**Enunciado a**
Responde estas preguntas según el fragmento sobre los presidentes de Estados Unidos que aparece abajo:
(i) ¿Qué presidente se pone como ejemplo de uno desabrido y poco interesante?
(ii) ¿Qué dos líderes se describen como audaces y seguros?
(iii) ¿En qué deberían basarse las clasificaciones presidenciales?

**Fragmento proporcionado**

☆ ☆ ☆ ☆ ☆ ☆ ☆

Carisma. Una presencia imponente. Liderazgo.
Todos estos son todos los términos utilizados para describir a los mejores presidentes de los Estados Unidos, y ya están siendo empleados por algunos para describir el comportamiento tranquilo y seguro de Barack Obama.
¿Pero un gran presidente es aquel que inspira al país a moverse en cierta dirección, incluso si esa dirección es a fin de cuentas errónea–conduciéndonos quizás a una guerra innecesaria o creando nuevos programas gubernamentales que el país no puede solventar-o un presidente debería ser juzgado con estándares diferentes?
¿Quién es en verdad mejor: un presidente desabrido y poco interesante, como Calvin Coolidge, que calladamente hace lo correcto, o líderes audaces y seguros como Lyndon Johnson y Ronald Reagan, que llevan al país a la guerra, aumentan el tamaño y alcance del gobierno y expanden las facultades presidenciales más allá de lo que la Constitución pretendía?
Las clasificaciones presidenciales deberían estar basadas en lo que un presidente hace para promover la paz, la prosperidad y la libertad–las bases de nuestra democracia constitucional–no en el estilo o personalidad.

☆ ☆ ☆ ☆ ☆ ☆ ☆

**Datos de la tarea**
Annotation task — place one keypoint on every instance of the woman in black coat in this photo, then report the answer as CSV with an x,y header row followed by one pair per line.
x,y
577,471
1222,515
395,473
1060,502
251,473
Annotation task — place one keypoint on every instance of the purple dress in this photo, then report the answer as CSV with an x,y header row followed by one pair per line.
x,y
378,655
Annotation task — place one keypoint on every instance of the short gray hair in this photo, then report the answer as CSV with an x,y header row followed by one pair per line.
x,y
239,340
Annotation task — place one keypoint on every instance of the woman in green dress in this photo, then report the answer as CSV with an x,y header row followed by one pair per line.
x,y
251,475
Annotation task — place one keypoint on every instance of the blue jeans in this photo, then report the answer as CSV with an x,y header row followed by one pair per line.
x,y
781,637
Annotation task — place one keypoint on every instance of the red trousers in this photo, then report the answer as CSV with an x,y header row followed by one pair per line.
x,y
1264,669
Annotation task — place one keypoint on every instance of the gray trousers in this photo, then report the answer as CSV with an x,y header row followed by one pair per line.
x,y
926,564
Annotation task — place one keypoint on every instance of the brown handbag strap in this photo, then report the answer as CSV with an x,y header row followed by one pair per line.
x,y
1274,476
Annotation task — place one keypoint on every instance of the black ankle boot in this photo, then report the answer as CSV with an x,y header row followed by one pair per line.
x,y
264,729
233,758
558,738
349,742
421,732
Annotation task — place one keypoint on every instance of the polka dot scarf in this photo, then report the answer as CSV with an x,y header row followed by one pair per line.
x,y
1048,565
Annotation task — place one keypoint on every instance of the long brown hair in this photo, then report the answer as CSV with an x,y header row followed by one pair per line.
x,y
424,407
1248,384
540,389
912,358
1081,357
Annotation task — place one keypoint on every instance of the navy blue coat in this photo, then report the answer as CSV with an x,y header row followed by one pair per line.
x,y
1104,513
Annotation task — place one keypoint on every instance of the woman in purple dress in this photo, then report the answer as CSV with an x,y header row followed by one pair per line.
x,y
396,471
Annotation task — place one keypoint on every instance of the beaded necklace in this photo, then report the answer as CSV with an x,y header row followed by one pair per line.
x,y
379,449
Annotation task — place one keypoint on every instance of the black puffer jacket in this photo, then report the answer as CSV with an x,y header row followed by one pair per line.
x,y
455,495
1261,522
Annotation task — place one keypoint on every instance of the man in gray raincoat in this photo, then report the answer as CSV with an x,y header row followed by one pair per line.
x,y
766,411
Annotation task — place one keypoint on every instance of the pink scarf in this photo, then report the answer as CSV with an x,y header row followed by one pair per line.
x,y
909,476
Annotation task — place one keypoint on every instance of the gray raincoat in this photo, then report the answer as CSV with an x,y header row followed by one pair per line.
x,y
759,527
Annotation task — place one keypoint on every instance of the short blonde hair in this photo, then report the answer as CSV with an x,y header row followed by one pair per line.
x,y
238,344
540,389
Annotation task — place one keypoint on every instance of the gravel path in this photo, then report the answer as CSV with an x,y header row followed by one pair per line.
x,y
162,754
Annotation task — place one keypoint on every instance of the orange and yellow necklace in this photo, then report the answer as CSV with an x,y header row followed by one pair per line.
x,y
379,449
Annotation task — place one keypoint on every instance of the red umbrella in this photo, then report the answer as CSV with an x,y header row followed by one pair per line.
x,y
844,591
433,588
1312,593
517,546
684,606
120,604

☆ ☆ ☆ ☆ ☆ ☆ ☆

**Enunciado b**
Filtra las filas de arriba y copia cada una que contenga la palabra "dress".

**Solución a**
(i) Calvin Coolidge.
(ii) Lyndon Johnson y Ronald Reagan.
(iii) En lo que un presidente hace para promover la paz, la prosperidad y la libertad, no en el estilo o la personalidad.

**Solución b**
Annotation task — place one keypoint on every instance of the purple dress in this photo, then report the answer as CSV with an x,y header row followed by one pair per line.
Annotation task — place one keypoint on every instance of the woman in green dress in this photo, then report the answer as CSV with an x,y header row followed by one pair per line.
Annotation task — place one keypoint on every instance of the woman in purple dress in this photo, then report the answer as CSV with an x,y header row followed by one pair per line.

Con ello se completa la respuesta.